## [Excerpted data]
▬▬▬▬▬▬

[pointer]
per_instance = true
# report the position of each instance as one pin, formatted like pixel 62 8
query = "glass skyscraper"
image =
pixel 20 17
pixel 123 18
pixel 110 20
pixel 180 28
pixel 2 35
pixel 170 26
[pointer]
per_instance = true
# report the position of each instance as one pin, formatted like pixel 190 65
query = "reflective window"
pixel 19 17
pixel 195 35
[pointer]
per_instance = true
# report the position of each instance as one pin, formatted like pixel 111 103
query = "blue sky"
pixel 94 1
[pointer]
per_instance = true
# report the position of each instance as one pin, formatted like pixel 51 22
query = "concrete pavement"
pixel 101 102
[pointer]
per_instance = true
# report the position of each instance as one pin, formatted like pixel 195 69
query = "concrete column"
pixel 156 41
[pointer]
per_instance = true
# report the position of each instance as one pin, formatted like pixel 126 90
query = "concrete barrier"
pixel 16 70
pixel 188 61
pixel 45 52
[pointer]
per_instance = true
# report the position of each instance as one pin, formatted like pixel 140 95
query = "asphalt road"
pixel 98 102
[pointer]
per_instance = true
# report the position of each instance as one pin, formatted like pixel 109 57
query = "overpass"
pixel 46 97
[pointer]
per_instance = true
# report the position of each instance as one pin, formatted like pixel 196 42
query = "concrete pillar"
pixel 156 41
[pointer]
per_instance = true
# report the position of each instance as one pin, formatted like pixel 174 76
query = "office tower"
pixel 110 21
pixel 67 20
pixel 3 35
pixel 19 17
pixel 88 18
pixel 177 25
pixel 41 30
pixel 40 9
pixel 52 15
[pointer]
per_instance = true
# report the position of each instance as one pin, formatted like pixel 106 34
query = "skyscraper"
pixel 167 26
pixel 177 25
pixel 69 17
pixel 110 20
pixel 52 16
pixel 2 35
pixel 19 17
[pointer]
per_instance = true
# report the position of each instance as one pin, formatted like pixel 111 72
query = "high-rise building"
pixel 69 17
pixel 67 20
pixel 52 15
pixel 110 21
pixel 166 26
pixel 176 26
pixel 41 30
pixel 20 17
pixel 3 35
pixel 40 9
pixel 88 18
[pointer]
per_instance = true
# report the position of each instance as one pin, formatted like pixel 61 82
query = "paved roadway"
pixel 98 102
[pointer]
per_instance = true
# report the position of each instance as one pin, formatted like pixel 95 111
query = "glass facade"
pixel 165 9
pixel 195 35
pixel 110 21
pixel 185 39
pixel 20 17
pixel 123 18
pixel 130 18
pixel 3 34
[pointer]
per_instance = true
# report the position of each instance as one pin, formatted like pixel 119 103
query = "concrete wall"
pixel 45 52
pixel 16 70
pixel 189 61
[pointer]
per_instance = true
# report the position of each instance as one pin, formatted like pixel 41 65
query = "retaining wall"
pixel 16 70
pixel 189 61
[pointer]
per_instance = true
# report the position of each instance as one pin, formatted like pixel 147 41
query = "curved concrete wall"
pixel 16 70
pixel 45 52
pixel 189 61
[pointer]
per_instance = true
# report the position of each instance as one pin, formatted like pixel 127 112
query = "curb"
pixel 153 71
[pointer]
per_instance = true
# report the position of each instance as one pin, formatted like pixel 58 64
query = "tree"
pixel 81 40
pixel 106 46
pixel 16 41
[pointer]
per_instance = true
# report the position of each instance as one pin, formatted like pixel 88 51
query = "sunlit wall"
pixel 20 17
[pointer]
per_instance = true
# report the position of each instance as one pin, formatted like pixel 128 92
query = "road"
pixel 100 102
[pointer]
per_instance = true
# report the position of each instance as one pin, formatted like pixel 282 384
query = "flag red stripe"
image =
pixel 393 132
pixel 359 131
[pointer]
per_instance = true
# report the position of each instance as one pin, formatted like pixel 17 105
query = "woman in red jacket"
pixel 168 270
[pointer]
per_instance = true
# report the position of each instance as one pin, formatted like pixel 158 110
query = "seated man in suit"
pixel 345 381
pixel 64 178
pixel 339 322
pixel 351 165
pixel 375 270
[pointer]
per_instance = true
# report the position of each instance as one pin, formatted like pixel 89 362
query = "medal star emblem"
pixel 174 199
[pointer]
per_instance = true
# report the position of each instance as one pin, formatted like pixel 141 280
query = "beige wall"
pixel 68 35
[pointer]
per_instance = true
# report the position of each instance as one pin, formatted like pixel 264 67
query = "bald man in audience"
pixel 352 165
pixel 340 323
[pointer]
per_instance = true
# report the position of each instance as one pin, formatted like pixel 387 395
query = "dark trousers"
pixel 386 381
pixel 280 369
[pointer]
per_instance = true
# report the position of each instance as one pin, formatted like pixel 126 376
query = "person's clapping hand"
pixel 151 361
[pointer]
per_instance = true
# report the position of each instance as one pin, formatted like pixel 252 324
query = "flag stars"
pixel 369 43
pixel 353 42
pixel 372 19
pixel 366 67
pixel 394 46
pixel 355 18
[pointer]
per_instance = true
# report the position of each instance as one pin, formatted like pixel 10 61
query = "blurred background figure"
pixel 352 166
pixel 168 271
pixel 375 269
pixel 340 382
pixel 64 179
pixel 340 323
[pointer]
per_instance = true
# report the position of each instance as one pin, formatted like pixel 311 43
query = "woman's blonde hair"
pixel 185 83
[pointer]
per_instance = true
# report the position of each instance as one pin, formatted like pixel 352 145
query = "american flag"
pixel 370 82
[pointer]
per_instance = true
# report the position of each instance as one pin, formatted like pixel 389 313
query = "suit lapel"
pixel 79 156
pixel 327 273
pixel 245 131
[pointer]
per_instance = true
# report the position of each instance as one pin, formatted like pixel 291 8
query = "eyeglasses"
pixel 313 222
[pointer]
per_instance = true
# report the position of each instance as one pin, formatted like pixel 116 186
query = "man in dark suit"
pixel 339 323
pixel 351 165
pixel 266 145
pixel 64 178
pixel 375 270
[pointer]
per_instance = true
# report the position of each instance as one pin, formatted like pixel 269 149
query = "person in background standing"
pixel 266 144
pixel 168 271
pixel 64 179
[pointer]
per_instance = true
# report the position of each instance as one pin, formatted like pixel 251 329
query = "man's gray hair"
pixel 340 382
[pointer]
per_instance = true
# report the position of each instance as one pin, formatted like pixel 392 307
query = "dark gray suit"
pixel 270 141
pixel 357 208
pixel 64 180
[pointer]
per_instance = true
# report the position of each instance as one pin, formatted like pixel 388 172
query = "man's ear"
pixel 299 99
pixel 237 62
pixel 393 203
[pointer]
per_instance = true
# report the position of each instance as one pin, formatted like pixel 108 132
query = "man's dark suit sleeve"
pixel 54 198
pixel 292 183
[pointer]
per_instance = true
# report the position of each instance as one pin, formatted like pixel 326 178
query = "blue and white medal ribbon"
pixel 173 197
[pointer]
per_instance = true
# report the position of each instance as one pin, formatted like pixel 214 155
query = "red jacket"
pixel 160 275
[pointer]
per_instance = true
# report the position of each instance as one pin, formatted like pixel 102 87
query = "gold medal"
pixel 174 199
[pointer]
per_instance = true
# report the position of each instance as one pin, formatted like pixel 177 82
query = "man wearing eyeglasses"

▬▬▬▬▬▬

## [Problem details]
Write out the data again, exactly and in full.

## [Final result]
[pointer]
per_instance = true
# report the position of each instance as one pin, formatted like pixel 62 8
query = "glass skyscraper"
image =
pixel 20 17
pixel 123 18
pixel 110 20
pixel 180 28
pixel 2 35
pixel 170 26
[pointer]
per_instance = true
# report the position of each instance as one pin, formatted like pixel 190 65
query = "reflective window"
pixel 19 17
pixel 195 35
[pointer]
per_instance = true
# report the position of each instance as one pin, formatted like pixel 111 103
query = "blue sky"
pixel 94 1
[pointer]
per_instance = true
# report the position of each instance as one pin, formatted like pixel 51 22
query = "concrete pavement"
pixel 101 102
[pointer]
per_instance = true
# report the position of each instance as one pin, formatted like pixel 195 69
query = "concrete column"
pixel 156 41
[pointer]
per_instance = true
# report the position of each instance as one pin, formatted like pixel 126 90
query = "concrete barrier"
pixel 16 70
pixel 188 61
pixel 45 52
[pointer]
per_instance = true
# report the position of each instance as one pin, formatted like pixel 140 95
query = "asphalt road"
pixel 98 102
[pointer]
per_instance = true
# report the position of each instance as one pin, formatted like pixel 109 57
query = "overpass"
pixel 46 97
[pointer]
per_instance = true
# report the position of each instance as one pin, formatted like pixel 196 42
query = "concrete pillar"
pixel 156 41
[pointer]
per_instance = true
# report the position of each instance as one pin, formatted like pixel 174 76
query = "office tower"
pixel 110 21
pixel 67 20
pixel 3 35
pixel 19 17
pixel 88 18
pixel 177 25
pixel 41 30
pixel 40 9
pixel 52 15
[pointer]
per_instance = true
# report the position of each instance as one pin, formatted like pixel 106 34
query = "skyscraper"
pixel 167 26
pixel 177 25
pixel 69 17
pixel 110 20
pixel 52 16
pixel 2 35
pixel 19 17
[pointer]
per_instance = true
# report the position of each instance as one pin, formatted like pixel 111 72
query = "high-rise building"
pixel 69 17
pixel 67 20
pixel 52 15
pixel 110 21
pixel 166 26
pixel 176 26
pixel 41 30
pixel 20 17
pixel 3 35
pixel 40 9
pixel 88 18
[pointer]
per_instance = true
# report the position of each instance as one pin, formatted like pixel 61 82
query = "paved roadway"
pixel 98 102
[pointer]
per_instance = true
# report the position of each instance as one pin, formatted like pixel 95 111
query = "glass facade"
pixel 165 9
pixel 195 35
pixel 110 21
pixel 185 39
pixel 20 17
pixel 123 18
pixel 130 18
pixel 3 34
[pointer]
per_instance = true
# report the position of each instance as one pin, formatted like pixel 119 103
query = "concrete wall"
pixel 45 52
pixel 16 70
pixel 189 61
[pointer]
per_instance = true
# report the position of each instance as one pin, formatted like pixel 41 65
query = "retaining wall"
pixel 16 70
pixel 189 61
[pointer]
per_instance = true
# report the position of each instance as one pin, formatted like pixel 147 41
query = "curved concrete wall"
pixel 16 70
pixel 45 52
pixel 189 61
[pointer]
per_instance = true
# report the position of each instance as one pin, formatted like pixel 127 112
query = "curb"
pixel 153 71
[pointer]
per_instance = true
# report the position of each instance as one pin, formatted like pixel 58 64
query = "tree"
pixel 81 40
pixel 106 46
pixel 16 41
[pointer]
per_instance = true
# report the position of each instance as one pin, formatted like pixel 88 51
query = "sunlit wall"
pixel 20 17
[pointer]
per_instance = true
# report the position of each instance as one pin, formatted like pixel 128 92
query = "road"
pixel 100 102
[pointer]
per_instance = true
# report the position of each instance as one pin, formatted like pixel 282 384
query = "flag red stripe"
image =
pixel 393 132
pixel 359 131
[pointer]
per_instance = true
# report the position of each instance as one pin, formatted like pixel 17 105
query = "woman in red jacket"
pixel 168 270
[pointer]
per_instance = true
# report the position of each instance as one pin, formatted like pixel 158 110
query = "seated man in suit"
pixel 345 381
pixel 64 178
pixel 339 322
pixel 351 165
pixel 375 270
[pointer]
per_instance = true
# report the position of each instance as one pin, formatted like pixel 89 362
query = "medal star emblem"
pixel 174 199
[pointer]
per_instance = true
# report the position of each instance as one pin, formatted like pixel 141 280
query = "beige wall"
pixel 68 35
[pointer]
per_instance = true
# report the position of each instance as one pin, formatted like pixel 264 67
query = "bald man in audience"
pixel 352 165
pixel 340 323
[pointer]
per_instance = true
# report the position of each instance as one pin, formatted like pixel 387 395
query = "dark trousers"
pixel 386 381
pixel 280 369
[pointer]
per_instance = true
# report the position of each instance as one pin, formatted like pixel 126 376
query = "person's clapping hand"
pixel 151 361
[pointer]
per_instance = true
# report the position of each instance as one pin, formatted like pixel 252 324
query = "flag stars"
pixel 369 43
pixel 353 42
pixel 372 19
pixel 366 67
pixel 394 46
pixel 355 18
[pointer]
per_instance = true
# report the position of each instance as one pin, formatted like pixel 10 61
query = "blurred background figure"
pixel 352 166
pixel 168 271
pixel 375 269
pixel 340 382
pixel 64 179
pixel 340 323
[pointer]
per_instance = true
# report the position of each instance as one pin, formatted like pixel 311 43
query = "woman's blonde hair"
pixel 185 83
[pointer]
per_instance = true
# report the position of each instance as one pin, formatted like pixel 352 145
query = "american flag"
pixel 370 82
[pointer]
per_instance = true
# report the position of each instance as one pin, formatted like pixel 389 313
query = "suit lapel"
pixel 79 156
pixel 327 273
pixel 245 131
[pointer]
per_instance = true
# report the position of each instance as one pin, formatted like pixel 291 8
query = "eyeglasses"
pixel 313 222
[pointer]
per_instance = true
# report the position of each instance as one pin, formatted like pixel 116 186
query = "man in dark suit"
pixel 339 323
pixel 351 165
pixel 266 145
pixel 64 178
pixel 375 270
[pointer]
per_instance = true
# report the position of each instance as one pin, formatted like pixel 269 149
query = "person in background standing"
pixel 266 144
pixel 168 271
pixel 64 179
[pointer]
per_instance = true
# report the position of each instance as one pin, formatted like pixel 251 329
query = "man's gray hair"
pixel 340 382
[pointer]
per_instance = true
# report the position of each instance as one pin, formatted like pixel 392 307
query = "dark gray suit"
pixel 270 141
pixel 357 208
pixel 64 180
[pointer]
per_instance = true
# report the position of each instance as one pin, formatted like pixel 388 172
query = "man's ear"
pixel 299 99
pixel 237 62
pixel 393 203
[pointer]
per_instance = true
# report the position of each instance as one pin, formatted like pixel 108 132
query = "man's dark suit sleeve"
pixel 54 198
pixel 292 183
[pointer]
per_instance = true
# report the position of each instance as one pin, formatted like pixel 326 178
query = "blue and white medal ribbon"
pixel 173 197
[pointer]
per_instance = true
# report the position of each instance as one pin, formatted like pixel 214 155
query = "red jacket"
pixel 160 275
[pointer]
per_instance = true
# report the position of each instance as one pin, formatted like pixel 102 87
query = "gold medal"
pixel 174 199
[pointer]
per_instance = true
# report the position of each instance as one pin, formatted like pixel 177 82
query = "man wearing eyeglasses"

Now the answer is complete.